### EXTRAIT À LIRE:
Inlet Makinson © Vicki Sahanatien / WWF-Canada
Inlet Makinson © Vicki Sahanatien / WWF-Canada

Tous les chercheurs de l’Arctique prennent en compte des « congés météo » lorsqu’ils planifient leur calendrier de travail sur le terrain. Le temps a une incidence sur notre capacité de travail et le coût du projet – chaque jour de plus ajoute au prix de l’expédition. Dans le Haut-Arctique canadien, la plupart des chercheurs préparent leur expédition à la base logistique de l’Étude du plateau continental polaire située à Resolute, dans la baie du même nom. Aussitôt arrivés à bord d’un avion de ligne, ils vérifient leur matériel, puis attendent la prochaine fenêtre météo pour repartir. Dans notre cas, nous avons emprunté un autre vol commercial jusqu’au fjord Grise pour rejoindre l’hélicoptère qui nous y attendait après avoir servi à un projet sur le caribou de Peary. La courte piste d’atterrissage de l’endroit est entourée de montagnes sur trois côtés et les vents en restreignent l’accès.

Aéroport au fjord Grise © Vicki Sahanatien / WWF-Canada
Aéroport au fjord Grise © Vicki Sahanatien / WWF-Canada

Nous sommes arrivés là-haut le 24 avril comme prévu. Un bon départ! Notre pilote d’hélicoptère et son mécanicien n’ont pas eu la même chance et ne se sont pointés que le 27, avec un jour de retard à cause de la poudrerie. Voilà pourquoi je dis que la météo dicte le calendrier de travail.

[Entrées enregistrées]
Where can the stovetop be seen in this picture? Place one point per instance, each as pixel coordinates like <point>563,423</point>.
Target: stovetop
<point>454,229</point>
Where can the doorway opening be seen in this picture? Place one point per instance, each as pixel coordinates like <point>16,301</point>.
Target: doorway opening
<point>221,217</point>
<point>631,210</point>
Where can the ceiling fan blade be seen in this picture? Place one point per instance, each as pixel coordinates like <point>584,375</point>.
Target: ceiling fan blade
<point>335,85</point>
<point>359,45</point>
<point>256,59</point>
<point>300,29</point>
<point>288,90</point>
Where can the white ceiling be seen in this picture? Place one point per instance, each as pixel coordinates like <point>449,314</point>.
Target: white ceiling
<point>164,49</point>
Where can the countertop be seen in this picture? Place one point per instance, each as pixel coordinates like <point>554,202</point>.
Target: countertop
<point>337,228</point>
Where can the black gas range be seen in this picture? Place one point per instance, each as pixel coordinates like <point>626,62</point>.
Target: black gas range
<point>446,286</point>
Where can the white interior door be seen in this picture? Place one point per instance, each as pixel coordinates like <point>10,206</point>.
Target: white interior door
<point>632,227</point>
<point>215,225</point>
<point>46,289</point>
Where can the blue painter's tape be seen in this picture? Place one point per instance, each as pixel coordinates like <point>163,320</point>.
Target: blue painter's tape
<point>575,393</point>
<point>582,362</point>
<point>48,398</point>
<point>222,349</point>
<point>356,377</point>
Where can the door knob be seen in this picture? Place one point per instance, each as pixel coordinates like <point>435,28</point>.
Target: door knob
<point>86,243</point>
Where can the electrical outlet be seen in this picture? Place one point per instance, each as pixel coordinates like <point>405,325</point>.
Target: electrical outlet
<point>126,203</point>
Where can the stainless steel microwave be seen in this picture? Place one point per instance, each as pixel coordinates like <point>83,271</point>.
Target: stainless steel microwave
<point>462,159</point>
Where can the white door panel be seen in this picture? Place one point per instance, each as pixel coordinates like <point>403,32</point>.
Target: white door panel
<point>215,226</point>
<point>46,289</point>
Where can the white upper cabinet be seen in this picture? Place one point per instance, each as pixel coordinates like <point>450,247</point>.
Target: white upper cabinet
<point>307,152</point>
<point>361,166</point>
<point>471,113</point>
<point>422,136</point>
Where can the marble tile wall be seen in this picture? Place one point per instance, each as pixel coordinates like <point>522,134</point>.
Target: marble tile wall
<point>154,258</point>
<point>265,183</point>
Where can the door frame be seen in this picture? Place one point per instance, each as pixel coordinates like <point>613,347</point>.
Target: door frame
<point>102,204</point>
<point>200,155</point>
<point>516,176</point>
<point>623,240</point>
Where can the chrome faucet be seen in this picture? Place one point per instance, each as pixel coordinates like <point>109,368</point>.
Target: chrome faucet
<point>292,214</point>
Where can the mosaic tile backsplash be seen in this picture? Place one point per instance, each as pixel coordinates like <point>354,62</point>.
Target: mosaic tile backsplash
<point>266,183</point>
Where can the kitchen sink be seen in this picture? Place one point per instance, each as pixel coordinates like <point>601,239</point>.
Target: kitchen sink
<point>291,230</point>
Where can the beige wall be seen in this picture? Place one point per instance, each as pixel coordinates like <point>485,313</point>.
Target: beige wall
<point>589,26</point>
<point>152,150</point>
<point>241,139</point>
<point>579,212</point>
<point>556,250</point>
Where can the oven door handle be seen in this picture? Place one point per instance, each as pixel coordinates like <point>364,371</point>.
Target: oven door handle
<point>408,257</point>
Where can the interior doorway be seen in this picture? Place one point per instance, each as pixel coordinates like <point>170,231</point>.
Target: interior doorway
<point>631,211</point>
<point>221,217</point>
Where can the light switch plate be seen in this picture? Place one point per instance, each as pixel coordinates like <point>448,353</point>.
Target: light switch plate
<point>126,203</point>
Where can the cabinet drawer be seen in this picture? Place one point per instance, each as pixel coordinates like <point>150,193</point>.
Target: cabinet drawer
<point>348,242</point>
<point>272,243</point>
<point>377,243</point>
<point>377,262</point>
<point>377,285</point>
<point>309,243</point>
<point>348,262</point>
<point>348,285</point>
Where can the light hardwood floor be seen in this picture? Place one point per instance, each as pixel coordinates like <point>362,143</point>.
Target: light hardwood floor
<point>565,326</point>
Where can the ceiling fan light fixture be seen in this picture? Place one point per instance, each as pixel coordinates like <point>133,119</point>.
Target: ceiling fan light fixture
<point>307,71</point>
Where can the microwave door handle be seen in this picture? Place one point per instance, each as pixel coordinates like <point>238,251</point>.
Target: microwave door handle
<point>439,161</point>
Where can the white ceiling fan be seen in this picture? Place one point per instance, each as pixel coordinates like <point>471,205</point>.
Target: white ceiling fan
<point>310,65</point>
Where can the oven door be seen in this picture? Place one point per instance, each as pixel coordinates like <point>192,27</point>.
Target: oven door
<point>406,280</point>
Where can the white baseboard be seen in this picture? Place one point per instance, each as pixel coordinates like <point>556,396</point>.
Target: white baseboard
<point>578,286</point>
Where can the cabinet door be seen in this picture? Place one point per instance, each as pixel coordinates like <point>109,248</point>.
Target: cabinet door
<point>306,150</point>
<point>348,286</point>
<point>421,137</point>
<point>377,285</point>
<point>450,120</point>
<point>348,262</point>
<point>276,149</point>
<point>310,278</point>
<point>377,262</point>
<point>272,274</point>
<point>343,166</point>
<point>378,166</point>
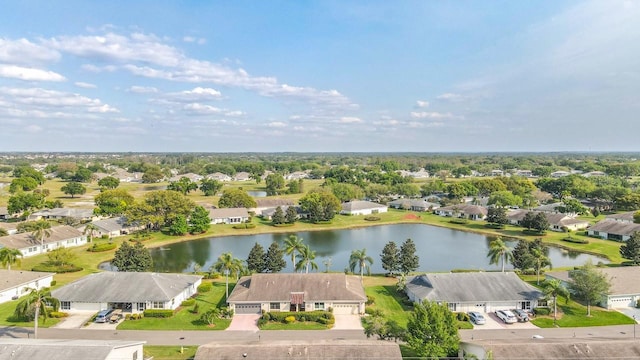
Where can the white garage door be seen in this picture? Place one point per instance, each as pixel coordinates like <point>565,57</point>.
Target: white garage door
<point>345,309</point>
<point>248,309</point>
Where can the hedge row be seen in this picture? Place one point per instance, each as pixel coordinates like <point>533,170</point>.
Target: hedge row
<point>102,247</point>
<point>160,313</point>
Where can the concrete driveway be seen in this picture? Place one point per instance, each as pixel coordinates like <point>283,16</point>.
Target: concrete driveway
<point>347,322</point>
<point>244,322</point>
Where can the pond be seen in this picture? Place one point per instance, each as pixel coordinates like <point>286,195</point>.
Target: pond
<point>257,193</point>
<point>439,249</point>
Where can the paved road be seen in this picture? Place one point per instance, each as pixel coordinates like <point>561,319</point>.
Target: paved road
<point>182,337</point>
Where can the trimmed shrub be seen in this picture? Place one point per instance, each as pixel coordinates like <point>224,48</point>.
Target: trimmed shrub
<point>188,302</point>
<point>205,287</point>
<point>158,313</point>
<point>99,247</point>
<point>541,311</point>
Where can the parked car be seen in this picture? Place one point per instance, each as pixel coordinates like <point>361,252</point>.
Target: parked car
<point>103,316</point>
<point>476,318</point>
<point>506,316</point>
<point>521,315</point>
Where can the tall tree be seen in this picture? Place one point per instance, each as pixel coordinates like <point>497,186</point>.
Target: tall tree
<point>256,259</point>
<point>631,248</point>
<point>292,245</point>
<point>41,230</point>
<point>73,188</point>
<point>432,331</point>
<point>499,251</point>
<point>36,304</point>
<point>9,257</point>
<point>274,258</point>
<point>554,288</point>
<point>306,259</point>
<point>199,221</point>
<point>226,264</point>
<point>359,258</point>
<point>390,258</point>
<point>135,258</point>
<point>409,260</point>
<point>589,284</point>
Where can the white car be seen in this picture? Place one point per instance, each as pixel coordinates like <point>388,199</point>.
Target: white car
<point>506,316</point>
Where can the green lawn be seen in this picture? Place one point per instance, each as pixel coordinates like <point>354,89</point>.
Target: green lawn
<point>169,352</point>
<point>184,319</point>
<point>387,298</point>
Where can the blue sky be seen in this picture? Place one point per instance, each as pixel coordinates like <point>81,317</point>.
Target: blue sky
<point>272,76</point>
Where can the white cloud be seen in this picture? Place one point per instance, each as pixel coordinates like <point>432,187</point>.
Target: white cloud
<point>85,85</point>
<point>23,51</point>
<point>431,115</point>
<point>29,74</point>
<point>142,89</point>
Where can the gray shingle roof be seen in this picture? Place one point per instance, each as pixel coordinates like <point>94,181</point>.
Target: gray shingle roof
<point>10,279</point>
<point>472,287</point>
<point>23,240</point>
<point>316,287</point>
<point>297,349</point>
<point>50,349</point>
<point>613,227</point>
<point>125,287</point>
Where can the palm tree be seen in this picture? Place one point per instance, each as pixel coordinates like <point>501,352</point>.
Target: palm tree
<point>226,264</point>
<point>89,229</point>
<point>306,257</point>
<point>41,230</point>
<point>554,288</point>
<point>9,256</point>
<point>38,301</point>
<point>359,258</point>
<point>293,244</point>
<point>499,251</point>
<point>541,260</point>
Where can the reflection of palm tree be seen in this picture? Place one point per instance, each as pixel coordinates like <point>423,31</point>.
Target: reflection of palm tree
<point>9,256</point>
<point>498,250</point>
<point>226,264</point>
<point>37,300</point>
<point>554,288</point>
<point>359,258</point>
<point>306,257</point>
<point>41,229</point>
<point>293,244</point>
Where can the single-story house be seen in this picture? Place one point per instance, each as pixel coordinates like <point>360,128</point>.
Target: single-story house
<point>622,217</point>
<point>62,349</point>
<point>228,215</point>
<point>16,283</point>
<point>625,285</point>
<point>301,349</point>
<point>298,292</point>
<point>557,221</point>
<point>474,291</point>
<point>268,213</point>
<point>613,230</point>
<point>63,213</point>
<point>413,204</point>
<point>61,236</point>
<point>268,202</point>
<point>132,292</point>
<point>114,227</point>
<point>466,211</point>
<point>551,348</point>
<point>361,207</point>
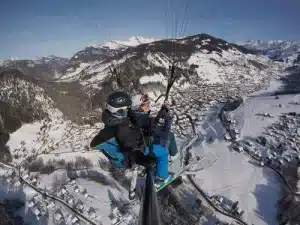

### TÂCHE À RÉALISER:
Citez mot pour mot le passage de l'extrait sur la météo dans l'Arctique qui s'ouvre sur les mots « Nous sommes arrivés » et se termine par « calendrier de travail. ». Les lignes ci-dessus forment un matériau distinct de l'extrait.

### RÉPONSE:
Nous sommes arrivés là-haut le 24 avril comme prévu. Un bon départ! Notre pilote d’hélicoptère et son mécanicien n’ont pas eu la même chance et ne se sont pointés que le 27, avec un jour de retard à cause de la poudrerie. Voilà pourquoi je dis que la météo dicte le calendrier de travail.